GIVEN PASSAGE ->
+ + +

EHR system implementation schedule flexibility tactics

To have schedule flexibility as a readily available tool for your EHR project, here are tactics to set you up for maximum success:

  • Realistic timeline
    EHR vendors often provide you with timelines that may be realistic to achieve under ideal conditions but may fall short when reality sets in. Reviewing and planning an EHR implementation timeline with your preferred vendor in advance of contract signing is beneficial. You should look to incorporate known constraints, known risks, and sufficient contingency time to keep the project on track when issues arise. For example, if a vendor provides you with a six-month implementation time frame that starts in October and concludes in April, it may not account for the disruption the fall and winter holidays could have in shrinking the actual number of project weeks within that six-month window. 

    If you anticipate a survey window during a particular point in the project and have no contingency time to redo a project even if the surveyor shows up, that could cause problems. Also, when reviewing the timeline, look at the time between each testing event and the scheduled go-live. If there is not sufficient time between each of these important project milestones, you will not leave yourself enough time for defect resolution or an additional testing event without having to change your go-live date. By setting a realistic timeline with sufficient slack time between major events, you increase your likelihood to address issues and maintain your planned go-live date.  
  • Effective contracts
    Negotiate contract provisions with your preferred EHR vendor to give you schedule options that are not overly punitive to your health system. Contract provisions that allow you to delay if the vendor has challenges that warrant the delay without financial penalty are essential. You will need clear acceptance criteria that must be achieved in order to go live and set expectations for how schedule changes would be addressed if you need to delay for your own resources. Without planning the options in advance of the project, schedule changes and delays can become overly contentious with the vendor and costly to your health system.

+ + +

DATA FOR ANALYSIS ->
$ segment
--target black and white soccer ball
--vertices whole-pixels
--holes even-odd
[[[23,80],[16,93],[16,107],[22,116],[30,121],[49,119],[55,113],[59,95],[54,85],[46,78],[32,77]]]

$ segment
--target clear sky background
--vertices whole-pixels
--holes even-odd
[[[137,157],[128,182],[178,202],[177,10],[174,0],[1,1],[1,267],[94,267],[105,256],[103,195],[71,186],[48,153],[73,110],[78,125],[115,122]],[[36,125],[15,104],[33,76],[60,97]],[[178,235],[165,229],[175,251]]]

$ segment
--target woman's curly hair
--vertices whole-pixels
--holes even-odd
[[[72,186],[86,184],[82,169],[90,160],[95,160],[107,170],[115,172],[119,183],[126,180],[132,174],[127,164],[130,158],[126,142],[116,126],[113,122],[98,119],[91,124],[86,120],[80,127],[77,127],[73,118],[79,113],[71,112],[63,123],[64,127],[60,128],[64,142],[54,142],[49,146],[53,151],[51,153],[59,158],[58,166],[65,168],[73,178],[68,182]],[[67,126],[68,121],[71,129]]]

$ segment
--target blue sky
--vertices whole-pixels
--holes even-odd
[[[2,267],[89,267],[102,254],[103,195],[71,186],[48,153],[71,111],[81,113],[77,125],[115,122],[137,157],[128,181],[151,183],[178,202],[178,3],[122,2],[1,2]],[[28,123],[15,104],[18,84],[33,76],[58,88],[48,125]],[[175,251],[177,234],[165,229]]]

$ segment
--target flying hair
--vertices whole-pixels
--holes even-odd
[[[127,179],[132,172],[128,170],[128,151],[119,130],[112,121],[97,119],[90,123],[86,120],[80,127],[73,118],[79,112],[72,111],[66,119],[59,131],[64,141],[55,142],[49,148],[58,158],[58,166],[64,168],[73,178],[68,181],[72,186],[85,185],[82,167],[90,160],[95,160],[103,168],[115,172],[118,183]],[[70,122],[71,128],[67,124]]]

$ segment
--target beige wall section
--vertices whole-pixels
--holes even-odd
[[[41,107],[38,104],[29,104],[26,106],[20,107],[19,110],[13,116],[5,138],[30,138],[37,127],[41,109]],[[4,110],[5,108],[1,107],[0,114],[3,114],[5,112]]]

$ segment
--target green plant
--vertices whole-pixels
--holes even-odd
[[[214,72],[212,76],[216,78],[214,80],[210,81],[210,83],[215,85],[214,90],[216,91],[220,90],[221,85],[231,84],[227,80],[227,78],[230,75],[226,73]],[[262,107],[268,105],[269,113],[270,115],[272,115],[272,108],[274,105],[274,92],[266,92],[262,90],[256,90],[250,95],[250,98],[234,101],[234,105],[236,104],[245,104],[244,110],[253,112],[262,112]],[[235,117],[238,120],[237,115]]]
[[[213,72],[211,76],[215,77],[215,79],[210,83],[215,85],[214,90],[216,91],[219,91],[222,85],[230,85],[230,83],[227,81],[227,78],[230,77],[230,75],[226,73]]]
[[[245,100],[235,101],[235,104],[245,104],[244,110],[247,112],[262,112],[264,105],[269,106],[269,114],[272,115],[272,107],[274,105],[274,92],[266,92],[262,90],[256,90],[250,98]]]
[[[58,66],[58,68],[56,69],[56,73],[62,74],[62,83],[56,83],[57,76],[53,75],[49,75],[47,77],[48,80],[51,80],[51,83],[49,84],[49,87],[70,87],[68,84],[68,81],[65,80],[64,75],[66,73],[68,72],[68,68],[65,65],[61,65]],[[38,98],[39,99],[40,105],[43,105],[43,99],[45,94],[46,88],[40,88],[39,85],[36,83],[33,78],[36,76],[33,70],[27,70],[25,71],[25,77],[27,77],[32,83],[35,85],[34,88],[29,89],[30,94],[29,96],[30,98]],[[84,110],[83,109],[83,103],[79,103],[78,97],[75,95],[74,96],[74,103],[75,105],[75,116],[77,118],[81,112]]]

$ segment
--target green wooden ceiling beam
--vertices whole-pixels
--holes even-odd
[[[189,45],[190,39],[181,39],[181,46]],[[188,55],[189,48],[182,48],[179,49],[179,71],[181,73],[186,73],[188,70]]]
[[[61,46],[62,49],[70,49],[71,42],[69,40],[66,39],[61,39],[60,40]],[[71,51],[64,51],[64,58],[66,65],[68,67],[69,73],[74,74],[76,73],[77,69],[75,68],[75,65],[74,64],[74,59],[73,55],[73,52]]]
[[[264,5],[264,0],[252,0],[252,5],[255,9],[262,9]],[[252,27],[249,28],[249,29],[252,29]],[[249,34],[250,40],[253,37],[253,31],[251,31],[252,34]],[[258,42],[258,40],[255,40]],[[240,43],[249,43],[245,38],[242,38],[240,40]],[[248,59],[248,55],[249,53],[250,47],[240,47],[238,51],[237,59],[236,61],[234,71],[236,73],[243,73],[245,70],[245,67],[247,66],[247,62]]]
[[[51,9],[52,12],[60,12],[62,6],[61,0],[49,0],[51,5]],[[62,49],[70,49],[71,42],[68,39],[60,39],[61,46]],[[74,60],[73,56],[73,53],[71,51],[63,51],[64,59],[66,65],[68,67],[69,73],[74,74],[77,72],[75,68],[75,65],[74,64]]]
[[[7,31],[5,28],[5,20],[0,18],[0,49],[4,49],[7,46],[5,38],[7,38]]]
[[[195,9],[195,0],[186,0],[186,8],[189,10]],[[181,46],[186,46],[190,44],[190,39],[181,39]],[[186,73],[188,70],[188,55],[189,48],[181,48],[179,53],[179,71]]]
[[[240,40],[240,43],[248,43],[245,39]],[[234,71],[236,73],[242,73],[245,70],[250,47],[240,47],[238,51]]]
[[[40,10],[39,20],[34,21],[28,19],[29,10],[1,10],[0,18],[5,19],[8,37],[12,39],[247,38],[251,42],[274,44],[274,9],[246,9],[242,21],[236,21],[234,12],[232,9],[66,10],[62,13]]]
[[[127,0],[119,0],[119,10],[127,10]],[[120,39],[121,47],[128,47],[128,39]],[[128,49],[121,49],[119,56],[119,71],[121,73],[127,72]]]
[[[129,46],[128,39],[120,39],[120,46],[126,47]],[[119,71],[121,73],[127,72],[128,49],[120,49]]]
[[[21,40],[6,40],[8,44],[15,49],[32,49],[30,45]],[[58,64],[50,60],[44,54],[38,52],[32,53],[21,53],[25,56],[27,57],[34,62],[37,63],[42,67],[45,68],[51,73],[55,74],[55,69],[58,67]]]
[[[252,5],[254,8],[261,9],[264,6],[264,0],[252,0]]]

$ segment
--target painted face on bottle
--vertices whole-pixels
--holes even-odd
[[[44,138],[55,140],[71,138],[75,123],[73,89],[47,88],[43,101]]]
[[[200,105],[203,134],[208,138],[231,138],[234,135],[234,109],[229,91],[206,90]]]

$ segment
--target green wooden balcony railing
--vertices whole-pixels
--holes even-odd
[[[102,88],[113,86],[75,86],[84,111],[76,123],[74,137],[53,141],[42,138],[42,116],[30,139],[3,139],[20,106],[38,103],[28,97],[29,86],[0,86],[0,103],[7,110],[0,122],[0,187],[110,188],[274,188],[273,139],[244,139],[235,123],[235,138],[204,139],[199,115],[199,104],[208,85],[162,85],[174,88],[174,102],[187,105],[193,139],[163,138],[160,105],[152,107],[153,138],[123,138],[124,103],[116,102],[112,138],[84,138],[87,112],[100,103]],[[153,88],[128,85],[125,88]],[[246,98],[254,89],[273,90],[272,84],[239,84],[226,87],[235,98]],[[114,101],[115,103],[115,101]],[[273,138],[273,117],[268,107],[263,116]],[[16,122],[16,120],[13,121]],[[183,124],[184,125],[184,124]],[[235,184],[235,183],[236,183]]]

+ + +

PROBLEMS AND TASKS ->
1. In the text on EHR schedule flexibility tactics, put this sentence into Spanish: "Reviewing and planning an EHR implementation timeline with your preferred vendor in advance of contract signing is beneficial."
2. Carry on the text about EHR implementation schedule flexibility tactics from the point where it stops.

OUTPUTS FOR THE TASKS ->
1. Es beneficioso revisar y planificar con su proveedor preferido un cronograma de implementación de la historia clínica electrónica (HCE) antes de firmar el contrato.

2.
  • Set priorities
    Work with your senior leadership, medical staff, and board to understand how the schedule may be used as a tool for project success. Describe how, why, and when a project delay may be used. Get everyone on the same page with the go-live criteria that will be used, conditions that would warrant a delay, and how the timeline will be used to bring about a successful go-live. 
  • Know why
    No EHR go-live is perfect or risk-free. It is all about acceptable levels of risk in order to proceed to go-live. Be clear and differentiate between being nervous and needing to delay. Use your go-live criteria, your risk and issues logs, and the input from senior leadership and staff to establish if you are just nervous or are actually at a risk level that warrants a delay.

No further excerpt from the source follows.